> _WHAT IS EXPECTED_
Say how many lines in the records include the string "roof", adding no other words.

> _ENTRIES PROVIDED_
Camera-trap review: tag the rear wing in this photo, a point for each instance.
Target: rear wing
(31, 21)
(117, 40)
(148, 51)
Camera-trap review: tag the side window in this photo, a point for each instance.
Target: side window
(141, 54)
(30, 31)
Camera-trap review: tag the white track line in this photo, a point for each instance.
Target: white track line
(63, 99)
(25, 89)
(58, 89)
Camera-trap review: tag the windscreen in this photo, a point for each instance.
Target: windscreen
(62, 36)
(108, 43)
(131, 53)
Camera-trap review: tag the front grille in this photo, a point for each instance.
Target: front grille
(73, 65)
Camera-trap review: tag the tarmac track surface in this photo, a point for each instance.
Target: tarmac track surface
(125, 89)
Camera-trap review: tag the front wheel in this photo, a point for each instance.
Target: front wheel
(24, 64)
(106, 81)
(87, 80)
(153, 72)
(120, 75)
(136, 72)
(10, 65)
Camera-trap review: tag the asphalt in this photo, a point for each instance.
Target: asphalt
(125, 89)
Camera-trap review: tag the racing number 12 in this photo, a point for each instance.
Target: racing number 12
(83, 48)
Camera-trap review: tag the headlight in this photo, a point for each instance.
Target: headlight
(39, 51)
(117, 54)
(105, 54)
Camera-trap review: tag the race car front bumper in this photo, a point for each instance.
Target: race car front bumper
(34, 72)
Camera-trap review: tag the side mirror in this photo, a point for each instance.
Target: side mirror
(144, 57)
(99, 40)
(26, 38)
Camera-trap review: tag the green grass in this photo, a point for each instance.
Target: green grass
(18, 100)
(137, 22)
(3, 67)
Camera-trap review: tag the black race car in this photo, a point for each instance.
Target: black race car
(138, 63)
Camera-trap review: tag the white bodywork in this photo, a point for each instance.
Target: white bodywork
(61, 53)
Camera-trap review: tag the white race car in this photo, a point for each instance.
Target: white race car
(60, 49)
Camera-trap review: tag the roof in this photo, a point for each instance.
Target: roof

> _EXERCISE SOLUTION_
2